Dataset entries:
** BEGIN **
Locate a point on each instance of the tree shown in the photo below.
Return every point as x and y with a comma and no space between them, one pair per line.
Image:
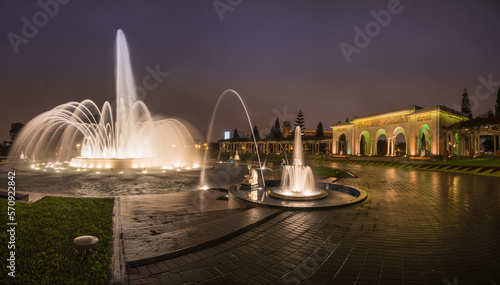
490,113
276,130
256,133
319,130
299,121
15,128
497,106
236,135
466,104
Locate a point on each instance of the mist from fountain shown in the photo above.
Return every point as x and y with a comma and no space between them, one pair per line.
89,137
297,177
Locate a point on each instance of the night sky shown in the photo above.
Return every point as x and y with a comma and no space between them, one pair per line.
281,56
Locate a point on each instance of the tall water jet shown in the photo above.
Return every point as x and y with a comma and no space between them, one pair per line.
297,180
89,137
203,178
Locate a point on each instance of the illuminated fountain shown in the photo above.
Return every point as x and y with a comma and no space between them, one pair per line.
297,180
89,137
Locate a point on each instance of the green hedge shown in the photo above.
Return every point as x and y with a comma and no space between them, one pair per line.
44,234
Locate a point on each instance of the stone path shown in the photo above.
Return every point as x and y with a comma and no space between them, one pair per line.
415,227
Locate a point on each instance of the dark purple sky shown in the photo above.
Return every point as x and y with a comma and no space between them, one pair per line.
279,55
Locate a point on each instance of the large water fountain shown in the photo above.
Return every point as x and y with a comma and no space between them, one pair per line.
297,180
89,137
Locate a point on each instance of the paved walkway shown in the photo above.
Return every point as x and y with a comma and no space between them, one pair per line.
415,227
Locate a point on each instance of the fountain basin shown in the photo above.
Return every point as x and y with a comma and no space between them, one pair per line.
337,196
116,163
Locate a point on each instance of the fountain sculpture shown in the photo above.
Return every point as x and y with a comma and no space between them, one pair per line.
297,180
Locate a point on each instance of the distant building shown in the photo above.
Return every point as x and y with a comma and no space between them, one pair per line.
422,130
229,135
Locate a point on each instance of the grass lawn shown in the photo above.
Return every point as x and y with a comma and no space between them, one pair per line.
44,241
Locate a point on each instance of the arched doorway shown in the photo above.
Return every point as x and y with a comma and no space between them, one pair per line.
382,145
400,144
342,144
424,141
364,143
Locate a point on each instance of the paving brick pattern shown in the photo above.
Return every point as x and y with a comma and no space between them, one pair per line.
415,227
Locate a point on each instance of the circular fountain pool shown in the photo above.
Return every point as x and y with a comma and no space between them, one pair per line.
288,193
337,195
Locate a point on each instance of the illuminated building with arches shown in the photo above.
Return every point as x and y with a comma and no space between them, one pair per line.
420,130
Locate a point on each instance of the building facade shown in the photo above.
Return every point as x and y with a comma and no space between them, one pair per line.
422,130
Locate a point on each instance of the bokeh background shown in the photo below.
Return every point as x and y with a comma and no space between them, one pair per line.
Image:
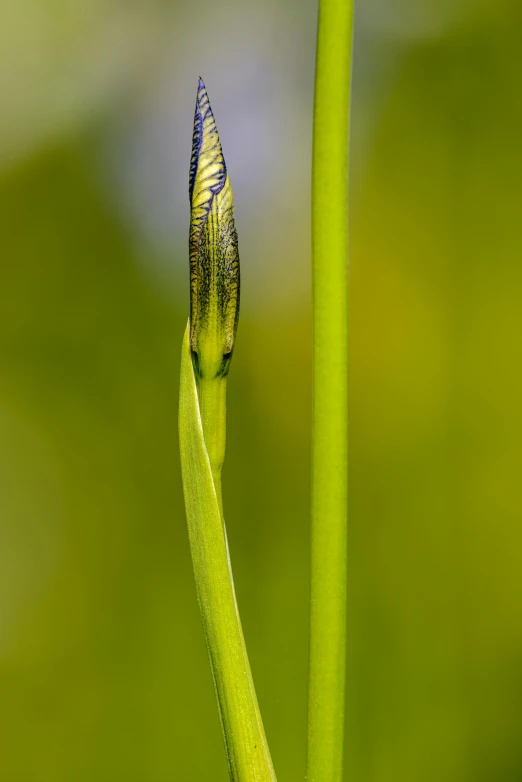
103,670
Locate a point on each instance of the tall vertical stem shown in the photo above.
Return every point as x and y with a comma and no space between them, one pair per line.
330,399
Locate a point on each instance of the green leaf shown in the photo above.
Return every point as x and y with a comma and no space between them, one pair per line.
245,742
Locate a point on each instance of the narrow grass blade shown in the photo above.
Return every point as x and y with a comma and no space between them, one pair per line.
330,404
245,743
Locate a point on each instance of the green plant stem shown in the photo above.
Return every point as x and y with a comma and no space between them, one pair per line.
330,402
212,395
245,742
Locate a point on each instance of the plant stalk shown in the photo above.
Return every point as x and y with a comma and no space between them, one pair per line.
329,503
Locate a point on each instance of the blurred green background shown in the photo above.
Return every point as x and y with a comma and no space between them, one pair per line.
103,670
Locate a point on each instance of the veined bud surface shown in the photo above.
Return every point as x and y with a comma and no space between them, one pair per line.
213,249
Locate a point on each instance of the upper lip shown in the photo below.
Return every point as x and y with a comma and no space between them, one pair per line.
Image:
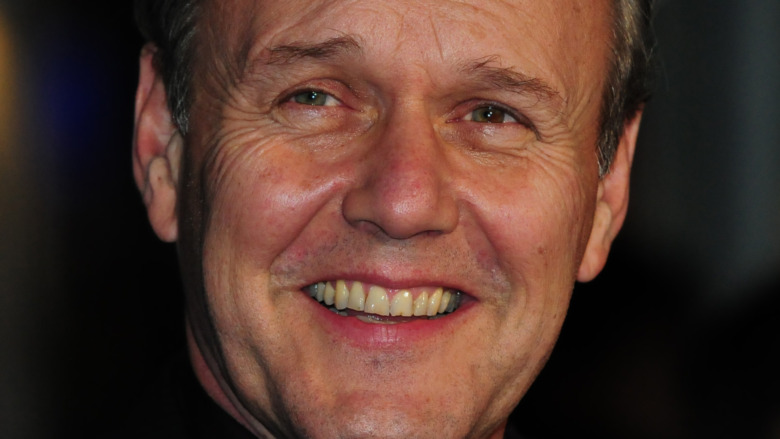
400,282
** END **
_AIM OF THE EXERCISE:_ Make an exact copy of only those lines that run from the line with "Locate a point on each instance of the narrow" through the end of the records, excluding pictures.

_COMPLETE RESPONSE:_
Locate a point on each instance of the narrow grass blade shown in the photo above.
Return every point as x and y with a comma and no space between them, one pair per line.
330,404
245,743
Locate a point on each instance of the green plant stem shown in the photo above.
Return every point as x and y with a comma and no space between them, one pair per line.
330,402
212,395
245,742
Locate a point on each instance of the plant stalk shown in the photo above.
Return every point as x and y with a comma and no space between them, one pair per line.
329,503
Locate a point on each instance of the blurred green background shown in the photo above.
Return every point as x and y with a comma and no space between them, one pair per line.
103,670
Locate a point on each instance of the veined bud surface shown in the photo above.
Return every point as x and y with a comma and no space between them, one pair per line.
213,249
Locate a point on each instance of the upper lip shown in the photo below.
Return every point as x and y with a comma and no space between them, one pair per line.
Image:
400,282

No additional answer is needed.